## PROBLEM TO SOLVE
How many lines in the data below contain the string "notice"? Reply with the number alone.

Image outline annotation entries
-- start --

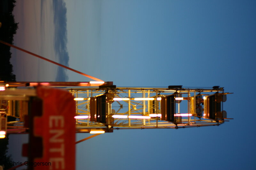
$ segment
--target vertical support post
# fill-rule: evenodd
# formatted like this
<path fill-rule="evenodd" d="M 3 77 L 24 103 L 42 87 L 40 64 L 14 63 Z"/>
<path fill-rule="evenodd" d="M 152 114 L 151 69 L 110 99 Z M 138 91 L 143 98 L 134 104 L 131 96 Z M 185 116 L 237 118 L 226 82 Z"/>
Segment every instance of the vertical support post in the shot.
<path fill-rule="evenodd" d="M 156 90 L 156 103 L 155 104 L 155 112 L 156 112 L 156 115 L 157 115 L 158 113 L 158 101 L 156 99 L 158 97 L 158 92 Z M 158 126 L 158 117 L 156 117 L 156 127 L 157 127 Z"/>
<path fill-rule="evenodd" d="M 78 97 L 78 92 L 76 91 L 76 97 Z M 78 115 L 78 101 L 76 101 L 76 115 Z M 78 119 L 76 119 L 76 124 L 78 123 Z"/>
<path fill-rule="evenodd" d="M 131 99 L 131 90 L 128 90 L 128 98 Z M 128 101 L 128 115 L 131 115 L 131 100 Z M 128 118 L 129 127 L 131 126 L 131 119 Z"/>
<path fill-rule="evenodd" d="M 189 91 L 188 91 L 188 97 L 190 97 L 190 92 Z M 190 100 L 188 100 L 188 113 L 190 113 Z M 190 124 L 190 117 L 188 115 L 188 124 Z"/>
<path fill-rule="evenodd" d="M 146 94 L 145 93 L 145 90 L 142 90 L 142 98 L 146 98 Z M 146 100 L 143 100 L 142 101 L 142 103 L 143 104 L 143 115 L 144 116 L 146 115 Z M 146 122 L 146 120 L 145 119 L 142 120 L 142 122 L 143 122 L 143 125 L 145 125 Z"/>
<path fill-rule="evenodd" d="M 194 113 L 195 114 L 196 114 L 196 92 L 194 92 Z M 196 123 L 196 116 L 194 116 L 194 121 Z"/>
<path fill-rule="evenodd" d="M 89 98 L 89 90 L 87 90 L 87 98 Z M 88 117 L 88 118 L 87 119 L 87 126 L 89 126 L 89 120 L 90 119 L 90 116 L 91 115 L 90 114 L 90 108 L 89 108 L 89 102 L 90 102 L 90 100 L 89 99 L 87 100 L 87 112 L 88 113 L 88 115 L 89 117 Z"/>
<path fill-rule="evenodd" d="M 149 98 L 150 97 L 150 90 L 149 90 L 148 91 L 148 97 Z M 150 106 L 150 103 L 149 101 L 148 101 L 148 114 L 151 113 L 149 113 L 149 110 L 150 110 L 150 107 L 152 106 Z M 150 119 L 148 119 L 148 123 L 150 123 Z"/>

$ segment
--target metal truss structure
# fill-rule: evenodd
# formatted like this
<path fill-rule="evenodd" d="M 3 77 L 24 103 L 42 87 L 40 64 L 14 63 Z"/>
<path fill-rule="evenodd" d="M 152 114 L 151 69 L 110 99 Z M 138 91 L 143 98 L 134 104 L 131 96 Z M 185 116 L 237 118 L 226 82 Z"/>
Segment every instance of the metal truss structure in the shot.
<path fill-rule="evenodd" d="M 224 93 L 223 88 L 218 86 L 207 89 L 181 86 L 106 87 L 68 90 L 77 100 L 77 132 L 200 127 L 219 125 L 228 121 L 223 110 L 223 102 L 228 93 Z M 204 112 L 197 113 L 197 106 L 203 103 Z M 103 107 L 105 108 L 102 114 Z"/>
<path fill-rule="evenodd" d="M 223 88 L 219 86 L 205 88 L 183 88 L 181 85 L 168 88 L 117 87 L 112 82 L 98 84 L 97 86 L 90 82 L 9 84 L 9 87 L 26 86 L 32 89 L 27 89 L 28 95 L 20 92 L 20 90 L 16 95 L 13 95 L 15 93 L 13 92 L 12 96 L 12 94 L 10 95 L 11 91 L 2 92 L 9 97 L 4 97 L 4 94 L 1 94 L 0 99 L 28 102 L 28 97 L 36 95 L 33 88 L 30 87 L 39 84 L 68 91 L 76 100 L 76 133 L 218 126 L 229 119 L 223 110 L 223 102 L 229 93 L 224 93 Z M 24 89 L 21 91 L 24 91 Z M 201 112 L 199 107 L 202 108 Z M 22 117 L 27 113 L 22 109 L 23 113 L 18 117 L 19 121 L 7 122 L 8 133 L 27 131 L 23 128 Z"/>

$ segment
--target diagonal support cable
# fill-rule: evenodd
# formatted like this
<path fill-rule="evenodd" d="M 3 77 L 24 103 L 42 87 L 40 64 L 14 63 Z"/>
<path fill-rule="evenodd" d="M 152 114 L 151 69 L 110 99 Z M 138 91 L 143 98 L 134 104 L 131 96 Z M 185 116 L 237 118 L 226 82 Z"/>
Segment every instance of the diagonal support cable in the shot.
<path fill-rule="evenodd" d="M 79 143 L 80 143 L 80 142 L 82 142 L 84 141 L 85 140 L 87 140 L 88 139 L 91 139 L 91 138 L 92 138 L 94 137 L 95 137 L 96 136 L 98 136 L 98 135 L 99 135 L 101 134 L 102 134 L 102 133 L 98 133 L 98 134 L 94 134 L 94 135 L 92 135 L 91 136 L 90 136 L 89 137 L 87 137 L 86 138 L 84 138 L 84 139 L 83 139 L 78 141 L 77 142 L 76 142 L 76 144 L 77 144 Z"/>
<path fill-rule="evenodd" d="M 2 44 L 5 44 L 5 45 L 7 45 L 8 46 L 10 46 L 11 47 L 13 47 L 13 48 L 16 48 L 16 49 L 18 49 L 19 50 L 20 50 L 20 51 L 23 51 L 23 52 L 25 52 L 25 53 L 27 53 L 28 54 L 30 54 L 30 55 L 34 55 L 34 56 L 35 56 L 35 57 L 38 57 L 38 58 L 41 58 L 41 59 L 42 59 L 46 61 L 47 61 L 50 62 L 50 63 L 52 63 L 53 64 L 56 64 L 56 65 L 58 65 L 59 66 L 60 66 L 60 67 L 62 67 L 65 68 L 65 69 L 67 69 L 68 70 L 71 70 L 72 71 L 74 71 L 74 72 L 76 72 L 76 73 L 78 73 L 78 74 L 80 74 L 83 75 L 83 76 L 84 76 L 86 77 L 87 77 L 88 78 L 91 78 L 93 80 L 95 80 L 95 81 L 103 81 L 103 80 L 100 80 L 100 79 L 99 79 L 99 78 L 95 78 L 94 77 L 93 77 L 92 76 L 90 76 L 90 75 L 88 75 L 88 74 L 86 74 L 85 73 L 82 73 L 82 72 L 80 72 L 80 71 L 77 71 L 77 70 L 75 70 L 75 69 L 72 69 L 72 68 L 70 68 L 70 67 L 67 67 L 67 66 L 66 66 L 64 65 L 63 65 L 61 64 L 60 64 L 59 63 L 57 63 L 56 62 L 53 61 L 52 60 L 49 60 L 49 59 L 47 59 L 47 58 L 44 58 L 44 57 L 42 57 L 42 56 L 40 56 L 40 55 L 37 55 L 37 54 L 35 54 L 35 53 L 32 53 L 32 52 L 30 52 L 30 51 L 27 51 L 27 50 L 26 50 L 25 49 L 23 49 L 23 48 L 20 48 L 20 47 L 17 47 L 16 46 L 15 46 L 15 45 L 13 45 L 12 44 L 9 44 L 9 43 L 8 43 L 7 42 L 5 42 L 4 41 L 2 41 L 2 40 L 0 40 L 0 42 L 1 42 L 1 43 L 2 43 Z"/>

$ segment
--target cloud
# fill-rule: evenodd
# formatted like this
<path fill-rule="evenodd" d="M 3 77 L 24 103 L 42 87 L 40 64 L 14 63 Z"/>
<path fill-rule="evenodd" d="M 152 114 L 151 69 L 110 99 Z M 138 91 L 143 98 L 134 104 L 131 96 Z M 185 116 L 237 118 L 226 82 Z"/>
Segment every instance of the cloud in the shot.
<path fill-rule="evenodd" d="M 55 25 L 54 48 L 56 56 L 59 58 L 59 63 L 68 66 L 69 56 L 67 48 L 68 41 L 67 30 L 67 8 L 63 0 L 53 1 Z M 67 81 L 68 77 L 66 69 L 58 68 L 56 81 Z"/>

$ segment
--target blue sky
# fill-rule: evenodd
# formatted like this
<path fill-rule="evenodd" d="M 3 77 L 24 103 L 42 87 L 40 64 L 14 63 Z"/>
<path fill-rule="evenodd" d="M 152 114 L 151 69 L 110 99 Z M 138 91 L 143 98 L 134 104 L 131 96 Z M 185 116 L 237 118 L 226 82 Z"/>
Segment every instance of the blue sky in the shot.
<path fill-rule="evenodd" d="M 255 169 L 254 1 L 65 2 L 71 67 L 117 86 L 220 85 L 234 93 L 224 105 L 228 117 L 234 118 L 229 122 L 101 135 L 77 144 L 77 169 Z M 24 41 L 19 36 L 15 41 Z M 29 47 L 35 40 L 28 37 Z M 66 72 L 70 81 L 90 80 Z M 42 74 L 37 80 L 52 76 Z M 78 134 L 77 140 L 89 135 Z"/>

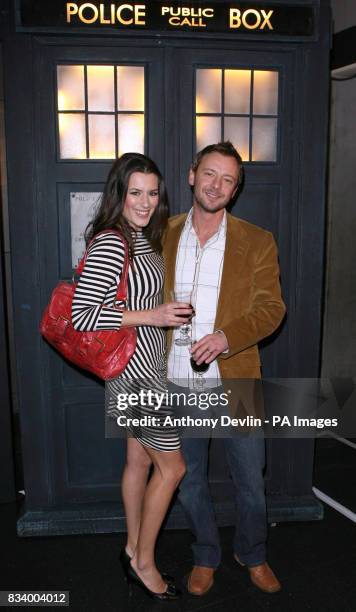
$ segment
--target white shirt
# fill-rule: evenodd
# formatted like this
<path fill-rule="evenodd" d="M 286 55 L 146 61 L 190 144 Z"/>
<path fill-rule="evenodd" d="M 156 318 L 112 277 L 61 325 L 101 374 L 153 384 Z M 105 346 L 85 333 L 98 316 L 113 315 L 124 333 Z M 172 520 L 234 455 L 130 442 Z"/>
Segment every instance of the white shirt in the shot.
<path fill-rule="evenodd" d="M 189 286 L 195 296 L 195 316 L 192 319 L 192 337 L 200 340 L 214 332 L 216 310 L 218 306 L 222 269 L 226 241 L 226 211 L 217 232 L 209 238 L 203 247 L 200 246 L 193 224 L 193 209 L 188 213 L 179 240 L 175 287 Z M 180 329 L 175 328 L 172 335 L 172 346 L 168 356 L 168 378 L 177 385 L 185 386 L 193 379 L 190 365 L 190 346 L 177 346 L 175 339 Z M 203 374 L 207 387 L 221 384 L 217 361 L 214 360 L 207 372 Z"/>

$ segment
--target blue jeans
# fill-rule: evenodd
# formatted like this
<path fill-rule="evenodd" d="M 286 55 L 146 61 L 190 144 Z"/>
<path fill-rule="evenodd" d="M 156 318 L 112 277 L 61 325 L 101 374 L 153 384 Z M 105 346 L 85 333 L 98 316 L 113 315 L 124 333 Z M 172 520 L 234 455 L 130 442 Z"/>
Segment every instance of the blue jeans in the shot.
<path fill-rule="evenodd" d="M 209 438 L 183 438 L 187 465 L 178 493 L 196 538 L 194 564 L 217 567 L 221 560 L 219 532 L 208 486 Z M 224 438 L 227 462 L 235 488 L 236 531 L 234 552 L 252 567 L 266 561 L 267 518 L 263 469 L 263 437 Z"/>

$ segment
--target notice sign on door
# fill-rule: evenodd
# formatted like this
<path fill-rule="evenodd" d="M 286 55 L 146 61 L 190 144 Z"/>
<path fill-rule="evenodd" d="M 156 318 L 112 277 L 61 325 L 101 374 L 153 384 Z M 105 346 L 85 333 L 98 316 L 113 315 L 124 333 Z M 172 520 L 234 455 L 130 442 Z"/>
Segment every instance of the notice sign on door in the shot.
<path fill-rule="evenodd" d="M 70 223 L 72 234 L 72 268 L 76 268 L 85 251 L 84 232 L 100 203 L 98 191 L 75 191 L 70 194 Z"/>
<path fill-rule="evenodd" d="M 192 31 L 311 36 L 311 6 L 269 2 L 18 0 L 17 28 Z"/>

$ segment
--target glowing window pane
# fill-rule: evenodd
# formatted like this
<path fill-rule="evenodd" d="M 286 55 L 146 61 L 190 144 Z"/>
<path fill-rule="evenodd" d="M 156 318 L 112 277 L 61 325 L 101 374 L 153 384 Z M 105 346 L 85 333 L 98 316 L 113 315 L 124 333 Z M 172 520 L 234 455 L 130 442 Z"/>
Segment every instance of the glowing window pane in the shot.
<path fill-rule="evenodd" d="M 276 161 L 277 119 L 259 119 L 252 123 L 252 161 Z"/>
<path fill-rule="evenodd" d="M 253 114 L 277 115 L 278 72 L 254 70 L 253 73 Z"/>
<path fill-rule="evenodd" d="M 225 70 L 225 113 L 250 112 L 251 70 Z"/>
<path fill-rule="evenodd" d="M 89 115 L 90 159 L 113 159 L 115 157 L 114 115 Z"/>
<path fill-rule="evenodd" d="M 230 140 L 243 161 L 249 161 L 249 117 L 225 117 L 224 140 Z"/>
<path fill-rule="evenodd" d="M 88 66 L 88 110 L 114 111 L 114 67 Z"/>
<path fill-rule="evenodd" d="M 145 72 L 142 66 L 117 67 L 117 109 L 145 110 Z"/>
<path fill-rule="evenodd" d="M 85 159 L 84 113 L 59 113 L 59 146 L 62 159 Z"/>
<path fill-rule="evenodd" d="M 84 66 L 57 66 L 58 110 L 84 110 Z"/>
<path fill-rule="evenodd" d="M 196 80 L 196 112 L 221 113 L 221 70 L 200 68 Z"/>
<path fill-rule="evenodd" d="M 221 140 L 220 117 L 196 117 L 197 151 Z"/>
<path fill-rule="evenodd" d="M 144 153 L 145 122 L 143 115 L 118 116 L 119 157 L 123 153 Z"/>

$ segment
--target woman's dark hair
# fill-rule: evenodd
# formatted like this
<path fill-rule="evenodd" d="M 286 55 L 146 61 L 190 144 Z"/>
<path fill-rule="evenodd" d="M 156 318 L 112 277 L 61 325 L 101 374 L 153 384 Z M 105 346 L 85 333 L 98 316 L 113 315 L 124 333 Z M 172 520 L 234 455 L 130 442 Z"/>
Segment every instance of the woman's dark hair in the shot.
<path fill-rule="evenodd" d="M 123 215 L 130 176 L 133 172 L 155 174 L 158 178 L 159 202 L 143 234 L 151 246 L 162 251 L 161 238 L 168 219 L 168 196 L 163 177 L 152 159 L 141 153 L 124 153 L 111 167 L 100 206 L 95 217 L 85 230 L 85 241 L 89 241 L 106 229 L 117 229 L 127 240 L 130 256 L 134 253 L 132 228 Z"/>

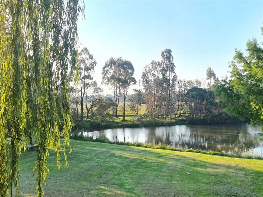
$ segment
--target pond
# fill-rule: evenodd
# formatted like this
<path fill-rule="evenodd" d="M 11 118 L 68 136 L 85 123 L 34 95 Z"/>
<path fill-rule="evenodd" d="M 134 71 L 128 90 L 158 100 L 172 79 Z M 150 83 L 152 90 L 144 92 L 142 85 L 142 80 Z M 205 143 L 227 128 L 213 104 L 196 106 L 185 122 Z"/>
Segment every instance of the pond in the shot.
<path fill-rule="evenodd" d="M 149 143 L 154 145 L 160 142 L 184 149 L 219 150 L 230 154 L 253 148 L 253 152 L 262 155 L 263 147 L 261 137 L 258 135 L 261 130 L 258 126 L 237 123 L 84 130 L 81 134 L 94 139 L 105 135 L 112 141 Z"/>

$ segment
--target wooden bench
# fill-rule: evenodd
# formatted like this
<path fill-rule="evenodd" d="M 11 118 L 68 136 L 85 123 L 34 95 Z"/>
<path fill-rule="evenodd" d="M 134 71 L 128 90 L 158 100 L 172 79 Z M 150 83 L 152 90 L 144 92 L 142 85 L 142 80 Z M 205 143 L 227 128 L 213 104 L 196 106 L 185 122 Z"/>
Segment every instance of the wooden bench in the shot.
<path fill-rule="evenodd" d="M 34 145 L 33 144 L 32 145 L 31 144 L 29 144 L 27 145 L 27 147 L 30 149 L 32 150 L 35 148 L 37 148 L 38 147 L 38 145 Z"/>

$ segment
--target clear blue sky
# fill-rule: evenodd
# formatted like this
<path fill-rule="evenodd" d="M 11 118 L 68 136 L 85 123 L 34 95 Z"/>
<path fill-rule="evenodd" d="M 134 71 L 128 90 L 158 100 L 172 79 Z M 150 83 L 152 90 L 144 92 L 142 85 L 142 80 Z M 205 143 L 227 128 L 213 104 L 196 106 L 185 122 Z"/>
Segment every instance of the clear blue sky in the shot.
<path fill-rule="evenodd" d="M 227 74 L 235 48 L 244 51 L 248 39 L 263 41 L 263 1 L 85 3 L 86 19 L 78 22 L 80 47 L 93 54 L 94 78 L 100 84 L 102 66 L 111 57 L 130 60 L 138 81 L 144 66 L 160 60 L 166 48 L 172 50 L 178 78 L 205 78 L 210 66 L 220 78 Z"/>

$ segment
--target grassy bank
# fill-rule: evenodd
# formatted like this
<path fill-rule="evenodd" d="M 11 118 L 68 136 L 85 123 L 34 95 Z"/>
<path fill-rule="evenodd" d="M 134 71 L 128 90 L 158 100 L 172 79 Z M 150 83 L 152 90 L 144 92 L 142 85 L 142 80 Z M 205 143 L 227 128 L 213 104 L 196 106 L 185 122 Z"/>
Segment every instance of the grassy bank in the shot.
<path fill-rule="evenodd" d="M 114 118 L 111 119 L 108 117 L 101 123 L 97 120 L 84 119 L 82 122 L 75 123 L 75 128 L 79 130 L 82 129 L 110 129 L 112 128 L 127 128 L 144 126 L 172 126 L 181 125 L 206 124 L 228 123 L 240 122 L 236 118 L 224 117 L 221 115 L 201 119 L 195 118 L 183 118 L 181 119 L 168 119 L 165 120 L 161 118 L 155 119 L 145 118 L 140 120 L 137 117 L 125 116 L 126 121 L 122 122 L 122 117 Z"/>
<path fill-rule="evenodd" d="M 75 134 L 77 134 L 75 133 Z M 183 150 L 179 148 L 177 148 L 175 147 L 171 147 L 169 145 L 164 144 L 160 142 L 157 145 L 155 146 L 151 143 L 149 143 L 144 144 L 141 142 L 123 142 L 118 141 L 112 142 L 109 140 L 107 138 L 106 135 L 104 134 L 102 134 L 98 137 L 95 139 L 93 139 L 92 137 L 85 137 L 83 136 L 82 135 L 79 135 L 78 134 L 71 135 L 70 136 L 70 138 L 71 139 L 76 140 L 100 142 L 101 143 L 107 143 L 119 145 L 124 145 L 124 146 L 131 146 L 146 148 L 153 148 L 168 150 L 173 151 L 191 152 L 198 153 L 202 153 L 203 154 L 209 154 L 214 155 L 220 155 L 221 156 L 225 156 L 225 157 L 246 158 L 247 159 L 262 159 L 261 155 L 260 154 L 256 154 L 253 152 L 251 152 L 249 151 L 247 151 L 247 150 L 244 150 L 242 152 L 239 154 L 230 154 L 225 153 L 222 151 L 214 151 L 212 150 L 206 150 L 199 149 L 193 150 L 190 149 Z"/>
<path fill-rule="evenodd" d="M 163 119 L 150 119 L 145 118 L 140 121 L 135 117 L 126 116 L 126 121 L 122 121 L 122 117 L 114 118 L 111 119 L 107 117 L 102 123 L 98 123 L 89 119 L 84 119 L 82 122 L 75 123 L 75 128 L 79 130 L 83 129 L 110 129 L 112 128 L 127 128 L 143 126 L 157 126 L 184 124 L 185 120 L 166 120 Z"/>
<path fill-rule="evenodd" d="M 262 160 L 72 140 L 71 145 L 69 165 L 60 171 L 50 151 L 44 196 L 263 196 Z M 36 196 L 37 156 L 33 151 L 20 157 L 22 196 Z"/>

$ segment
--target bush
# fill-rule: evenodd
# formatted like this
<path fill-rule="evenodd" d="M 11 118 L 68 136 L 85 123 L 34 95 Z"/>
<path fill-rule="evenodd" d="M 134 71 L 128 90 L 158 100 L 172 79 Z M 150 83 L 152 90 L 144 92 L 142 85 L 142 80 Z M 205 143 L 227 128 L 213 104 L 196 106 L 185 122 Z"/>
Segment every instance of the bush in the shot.
<path fill-rule="evenodd" d="M 155 148 L 157 149 L 165 149 L 165 146 L 161 142 L 159 142 L 158 144 L 155 146 Z"/>
<path fill-rule="evenodd" d="M 190 117 L 186 119 L 186 123 L 188 124 L 203 124 L 206 123 L 206 121 L 199 118 Z"/>

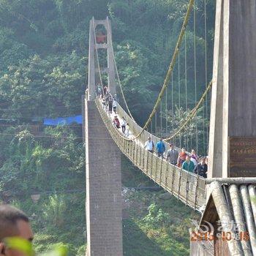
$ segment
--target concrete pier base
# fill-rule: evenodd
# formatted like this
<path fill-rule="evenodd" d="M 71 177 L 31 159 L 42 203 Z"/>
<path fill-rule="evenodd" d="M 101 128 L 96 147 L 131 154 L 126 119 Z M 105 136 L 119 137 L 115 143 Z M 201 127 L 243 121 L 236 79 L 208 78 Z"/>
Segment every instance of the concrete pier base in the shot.
<path fill-rule="evenodd" d="M 86 106 L 87 256 L 122 256 L 121 152 L 94 101 Z"/>

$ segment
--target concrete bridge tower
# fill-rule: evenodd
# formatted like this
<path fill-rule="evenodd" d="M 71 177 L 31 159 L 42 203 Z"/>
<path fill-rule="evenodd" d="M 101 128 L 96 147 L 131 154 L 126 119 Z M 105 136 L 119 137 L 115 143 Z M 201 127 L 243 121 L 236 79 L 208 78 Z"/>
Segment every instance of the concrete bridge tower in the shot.
<path fill-rule="evenodd" d="M 103 26 L 106 42 L 95 42 L 95 29 Z M 96 49 L 108 53 L 108 86 L 116 91 L 111 28 L 108 18 L 90 22 L 89 85 L 85 100 L 85 143 L 86 168 L 87 256 L 121 256 L 121 153 L 108 133 L 97 109 L 96 78 L 99 72 Z"/>

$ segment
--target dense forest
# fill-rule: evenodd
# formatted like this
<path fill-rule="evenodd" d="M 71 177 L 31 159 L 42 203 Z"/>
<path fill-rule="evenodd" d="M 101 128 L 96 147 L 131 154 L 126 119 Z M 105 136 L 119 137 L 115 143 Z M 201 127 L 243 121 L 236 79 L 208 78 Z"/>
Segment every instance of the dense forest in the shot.
<path fill-rule="evenodd" d="M 84 255 L 81 127 L 45 127 L 42 121 L 81 113 L 89 20 L 110 18 L 124 94 L 135 119 L 143 124 L 163 83 L 187 2 L 0 0 L 0 200 L 28 213 L 38 251 L 63 244 L 70 255 Z M 194 40 L 199 97 L 206 87 L 206 65 L 208 79 L 211 76 L 214 1 L 197 0 L 195 9 L 195 23 L 191 19 L 187 31 L 189 102 L 194 99 Z M 173 79 L 177 83 L 177 69 Z M 181 86 L 184 83 L 181 79 Z M 177 94 L 178 89 L 174 90 Z M 122 162 L 124 186 L 151 184 L 127 159 Z M 132 206 L 124 219 L 126 255 L 188 255 L 189 218 L 196 214 L 174 199 L 159 200 L 161 193 L 129 190 Z M 33 201 L 33 195 L 40 197 Z M 178 206 L 179 214 L 173 205 Z"/>

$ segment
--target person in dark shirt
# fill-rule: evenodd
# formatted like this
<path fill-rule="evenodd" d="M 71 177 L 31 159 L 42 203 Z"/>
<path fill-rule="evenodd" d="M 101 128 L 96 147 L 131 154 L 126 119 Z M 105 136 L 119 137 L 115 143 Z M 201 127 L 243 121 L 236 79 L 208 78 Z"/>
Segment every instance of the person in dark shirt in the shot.
<path fill-rule="evenodd" d="M 202 157 L 200 160 L 200 163 L 194 169 L 194 173 L 198 174 L 199 176 L 207 178 L 208 166 L 206 163 L 206 157 Z"/>

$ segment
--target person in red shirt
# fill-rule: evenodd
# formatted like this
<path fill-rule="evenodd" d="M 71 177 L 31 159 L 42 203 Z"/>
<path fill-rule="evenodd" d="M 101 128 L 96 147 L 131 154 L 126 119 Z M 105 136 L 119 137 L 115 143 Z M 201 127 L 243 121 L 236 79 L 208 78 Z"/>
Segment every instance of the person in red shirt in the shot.
<path fill-rule="evenodd" d="M 114 119 L 113 120 L 113 124 L 116 128 L 120 128 L 120 121 L 117 116 L 115 116 Z"/>
<path fill-rule="evenodd" d="M 178 167 L 181 167 L 182 166 L 182 164 L 186 161 L 186 157 L 187 156 L 186 148 L 182 148 L 181 152 L 178 154 L 178 160 L 177 160 L 177 165 Z"/>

-- end --

## RESULT FOR THIS TASK
2